» Given request
Reproduce the material below word for word, leaving out the pictures.

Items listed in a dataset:
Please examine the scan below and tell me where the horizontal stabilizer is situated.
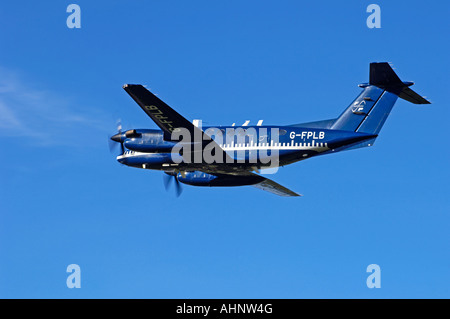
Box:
[369,62,431,104]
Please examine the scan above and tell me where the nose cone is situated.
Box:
[111,133,122,142]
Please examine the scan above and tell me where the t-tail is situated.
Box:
[330,62,430,137]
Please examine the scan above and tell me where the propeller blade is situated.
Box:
[163,172,183,197]
[163,174,172,191]
[174,176,183,197]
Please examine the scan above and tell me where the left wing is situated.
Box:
[252,176,302,197]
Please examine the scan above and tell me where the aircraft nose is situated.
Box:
[111,133,122,142]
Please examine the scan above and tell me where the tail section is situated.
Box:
[331,62,430,135]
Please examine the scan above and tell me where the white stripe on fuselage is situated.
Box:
[117,140,329,159]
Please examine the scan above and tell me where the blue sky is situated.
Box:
[0,1,450,298]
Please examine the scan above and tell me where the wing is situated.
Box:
[123,84,199,136]
[123,84,232,162]
[252,176,302,197]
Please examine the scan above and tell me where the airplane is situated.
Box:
[110,62,430,197]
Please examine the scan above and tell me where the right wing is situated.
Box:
[123,84,200,137]
[123,84,232,162]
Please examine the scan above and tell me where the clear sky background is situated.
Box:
[0,0,450,298]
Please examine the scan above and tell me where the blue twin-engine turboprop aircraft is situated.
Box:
[111,62,430,196]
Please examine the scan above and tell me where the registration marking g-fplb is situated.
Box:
[289,131,325,140]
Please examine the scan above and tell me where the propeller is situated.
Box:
[163,172,183,197]
[108,119,125,155]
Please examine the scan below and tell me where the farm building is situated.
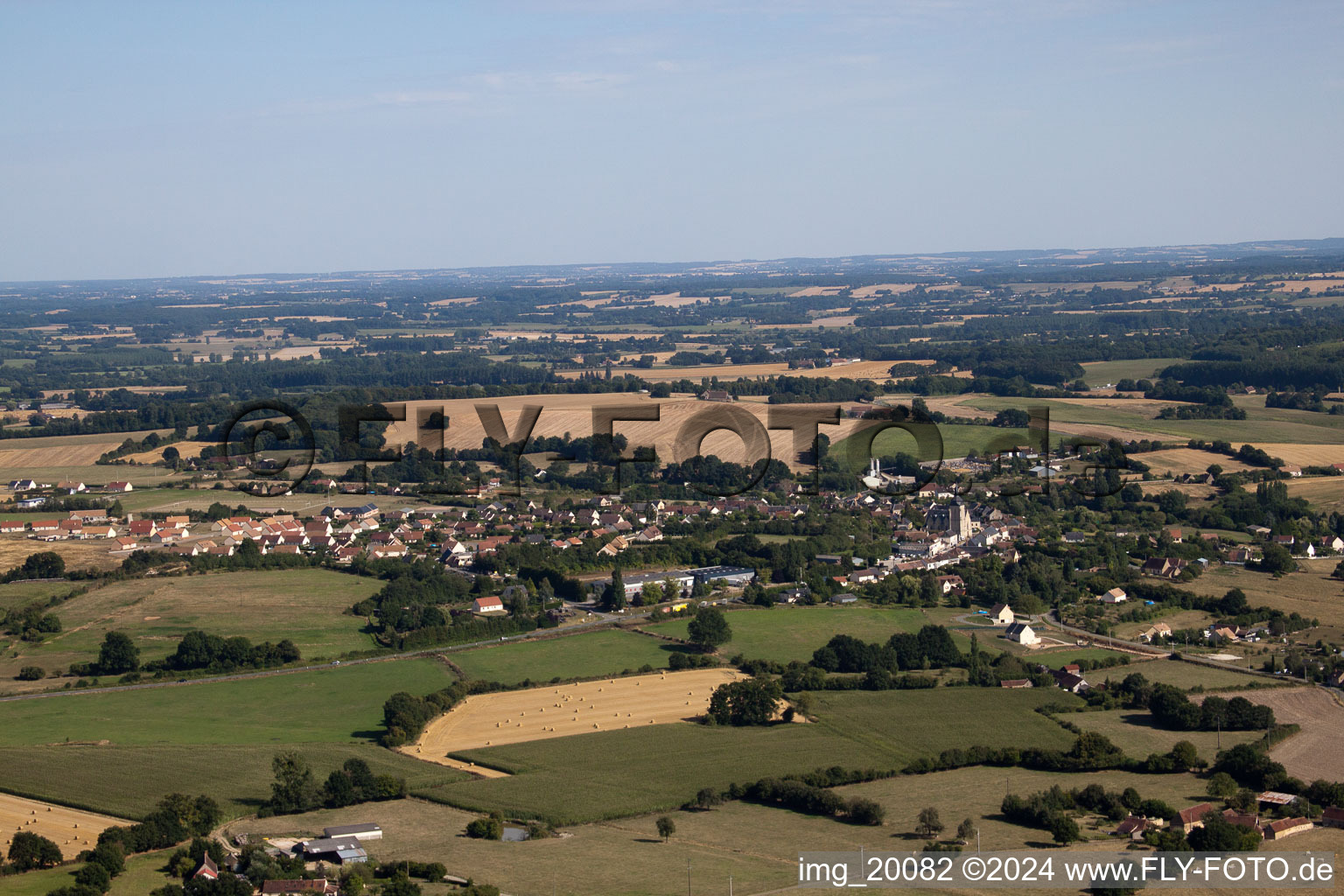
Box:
[934,575,966,594]
[1110,816,1157,840]
[1138,622,1172,643]
[685,567,755,585]
[472,595,504,612]
[294,836,368,865]
[191,853,219,880]
[618,570,695,599]
[261,878,340,896]
[323,822,383,840]
[1176,803,1214,834]
[1261,818,1313,840]
[1140,557,1189,579]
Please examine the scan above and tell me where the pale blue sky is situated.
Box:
[0,0,1344,279]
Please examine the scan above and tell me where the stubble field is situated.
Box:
[406,669,746,761]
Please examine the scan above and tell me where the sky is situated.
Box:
[0,0,1344,281]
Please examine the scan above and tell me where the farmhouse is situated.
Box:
[191,853,219,880]
[1176,803,1214,834]
[294,836,368,865]
[323,822,383,840]
[934,575,966,594]
[1261,818,1312,840]
[1110,816,1157,840]
[1140,557,1189,579]
[1138,622,1172,643]
[472,594,504,612]
[261,878,340,896]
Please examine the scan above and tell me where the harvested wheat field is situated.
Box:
[1131,449,1251,475]
[557,360,914,383]
[0,442,121,470]
[0,794,132,861]
[1253,442,1344,466]
[402,669,746,768]
[386,392,860,469]
[1219,688,1344,780]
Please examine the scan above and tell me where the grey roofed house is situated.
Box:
[682,565,755,584]
[298,836,368,864]
[323,822,383,840]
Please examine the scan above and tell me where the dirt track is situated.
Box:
[402,669,746,768]
[0,794,132,860]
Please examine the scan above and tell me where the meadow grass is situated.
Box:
[0,741,466,818]
[1088,660,1284,690]
[0,660,453,747]
[0,849,178,896]
[449,628,690,683]
[0,568,382,693]
[416,688,1076,823]
[645,606,935,662]
[1063,710,1264,765]
[1082,357,1183,386]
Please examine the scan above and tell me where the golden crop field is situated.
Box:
[0,794,132,861]
[403,669,746,767]
[1221,688,1344,780]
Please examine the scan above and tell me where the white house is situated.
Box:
[472,594,504,612]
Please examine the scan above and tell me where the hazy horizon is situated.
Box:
[0,0,1344,282]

» Correct answer
Please examine the scan below and tell me where the horizontal stabilizer is situated.
Box:
[369,62,431,104]
Please examine the scan above and tell me where the nose cone is situated.
Box:
[111,133,122,142]
Please examine the scan above and tell me where the t-tail is situated.
Box:
[330,62,430,137]
Please examine the scan above and tell me where the propeller blade is situated.
Box:
[163,172,183,197]
[163,174,172,191]
[174,176,183,197]
Please examine the scan above and tell me where the left wing is situated.
Box:
[252,176,302,197]
Please examine the scan above and tell me where the aircraft nose is situated.
Box:
[111,133,122,142]
Please examine the scan above and tell me where the tail section is situated.
Box:
[331,62,430,135]
Please examine the scan above and tell me where the white stripe on fuselage is situated.
Box:
[117,140,329,159]
Please examine the scan above and tell me where the blue sky is situated.
Box:
[0,1,450,298]
Please examine the scan above and tell me where the wing is situated.
Box:
[123,84,199,136]
[123,84,232,162]
[252,176,302,197]
Please examine the scan above and tell me where the airplane is situated.
Box:
[110,62,430,197]
Please examine the scan above and tell me where the right wing is situated.
Box:
[123,84,200,137]
[123,84,232,162]
Please examine the scan above and tell me where the clear sky background is situated.
Box:
[0,0,450,298]
Please examine the scan above and tell me where the blue twin-engine turboprop aircraft is situated.
Box:
[111,62,430,196]
Please examine the scan above and tell me where the registration marking g-fplb is situated.
Box:
[289,131,325,140]
Please examine the scan above and tell me where the propeller is situated.
Box:
[163,172,183,197]
[108,119,125,155]
Please examine the scan below and tell me where the farm building is situated.
Box:
[934,575,966,594]
[1110,816,1157,840]
[1138,622,1172,643]
[685,567,755,585]
[472,595,504,612]
[294,836,368,865]
[191,853,219,880]
[618,570,695,599]
[261,878,340,896]
[323,822,383,840]
[1176,803,1214,834]
[1261,818,1313,840]
[1140,557,1189,579]
Please examine the scan above and tell me where the pale blue sky is situated.
Box:
[0,0,1344,279]
Please examine the scan above and tell me where the stubble field is situated.
Box:
[406,669,746,761]
Please examine the scan above and tell me where the sky is situated.
Box:
[0,0,1344,281]
Please examine the scan above and tell me where the farmhouse is situated.
Box:
[191,853,219,880]
[1176,803,1214,834]
[294,836,368,865]
[323,822,383,840]
[934,575,966,594]
[1261,818,1312,840]
[1110,816,1157,840]
[1140,557,1189,579]
[1138,622,1172,643]
[472,594,504,612]
[261,878,340,896]
Please examine the scan above and tell me where the harvested wheat field is situated.
Box:
[1131,449,1251,475]
[557,360,914,383]
[0,442,121,470]
[0,794,132,861]
[1253,442,1344,466]
[402,669,746,768]
[386,392,860,469]
[1219,688,1344,780]
Please examine the scan above and tell me where the grey roofed house is situated.
Box:
[682,565,755,584]
[298,836,368,864]
[323,822,383,840]
Please examine the scan above and tell me where the dirt track is situated.
Box:
[402,669,746,768]
[0,794,132,860]
Please examine the scan above and tell me where the meadow grass is situated.
Box:
[0,741,466,818]
[1088,660,1284,690]
[0,660,453,747]
[0,849,178,896]
[449,628,690,683]
[0,568,382,693]
[416,688,1076,823]
[645,606,935,662]
[1063,710,1264,765]
[1082,357,1183,386]
Please examine the scan above and tell me where the golden crop field is situated.
Box:
[0,794,132,861]
[403,669,746,767]
[1221,688,1344,780]
Please examine the scan above and tell me where the white house is situated.
Box:
[472,594,504,612]
Please examine the scan above and tell me where the hazy horizon is situated.
Box:
[0,0,1344,282]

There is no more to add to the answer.